>> Begin

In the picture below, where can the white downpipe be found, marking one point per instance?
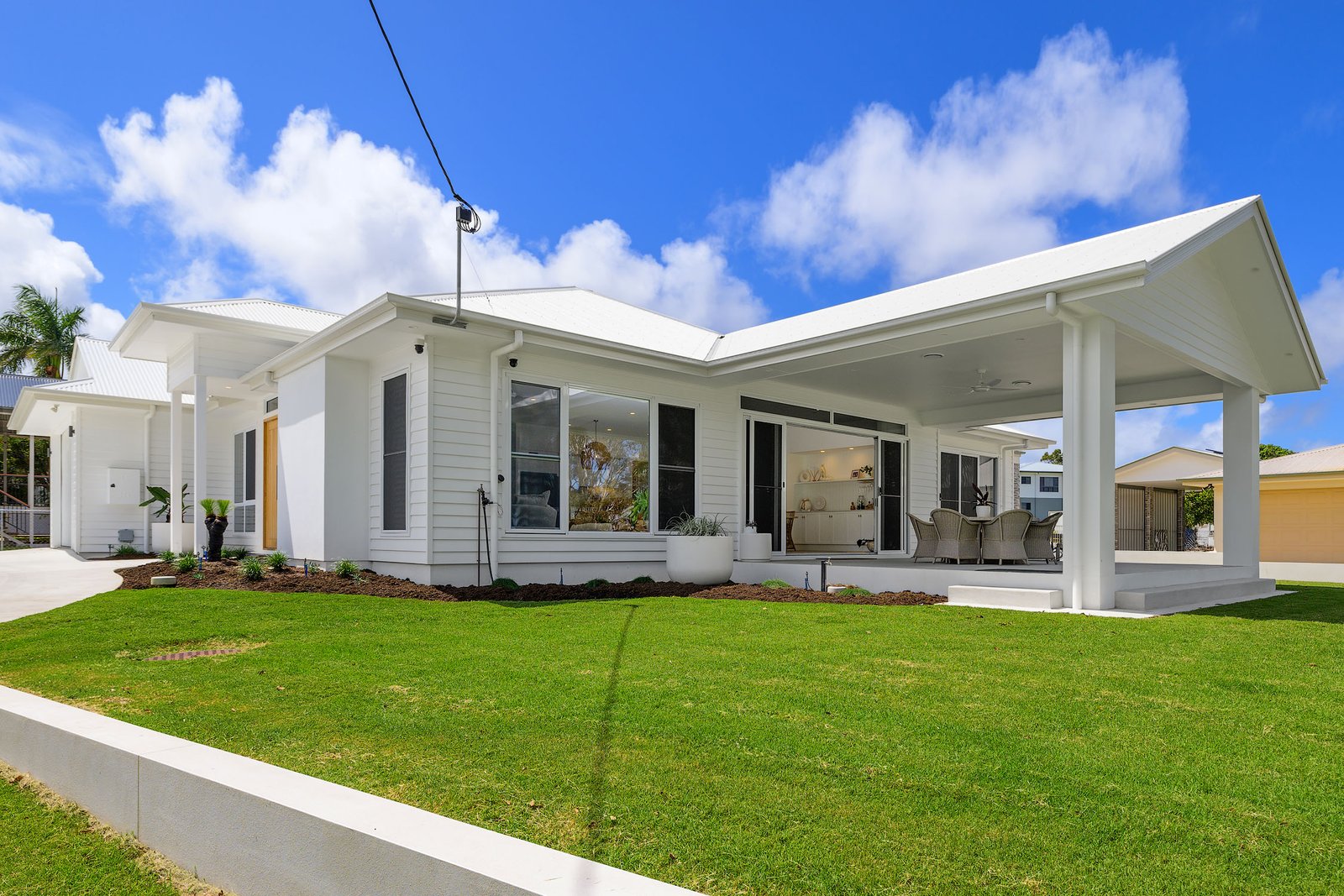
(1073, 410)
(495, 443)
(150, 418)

>> End
>> Begin

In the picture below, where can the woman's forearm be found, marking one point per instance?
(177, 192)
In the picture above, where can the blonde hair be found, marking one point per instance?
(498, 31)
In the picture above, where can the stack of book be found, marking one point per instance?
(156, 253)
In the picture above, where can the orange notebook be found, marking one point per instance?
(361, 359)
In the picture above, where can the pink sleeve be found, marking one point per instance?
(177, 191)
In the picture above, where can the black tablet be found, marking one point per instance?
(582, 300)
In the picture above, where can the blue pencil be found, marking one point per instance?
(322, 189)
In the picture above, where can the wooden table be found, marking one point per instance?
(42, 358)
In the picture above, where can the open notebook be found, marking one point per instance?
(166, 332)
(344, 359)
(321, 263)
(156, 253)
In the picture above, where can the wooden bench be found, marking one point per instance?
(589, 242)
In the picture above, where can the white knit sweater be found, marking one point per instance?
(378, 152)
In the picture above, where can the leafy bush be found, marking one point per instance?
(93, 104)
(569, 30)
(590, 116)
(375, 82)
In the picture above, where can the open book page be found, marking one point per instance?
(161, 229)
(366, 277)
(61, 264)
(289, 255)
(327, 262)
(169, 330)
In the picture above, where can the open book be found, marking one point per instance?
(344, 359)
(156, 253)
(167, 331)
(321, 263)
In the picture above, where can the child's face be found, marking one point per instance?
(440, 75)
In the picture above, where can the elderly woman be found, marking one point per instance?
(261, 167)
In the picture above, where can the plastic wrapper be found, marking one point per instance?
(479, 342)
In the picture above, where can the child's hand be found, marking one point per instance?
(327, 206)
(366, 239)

>> End

• What you will do: Collect every row above that contains the string "white", matching its case.

• Problem solution:
In the picture below, where can the white downpipe be found, marking one point per instance?
In the picture above, where can the white knit sweater be found, marking one point per instance?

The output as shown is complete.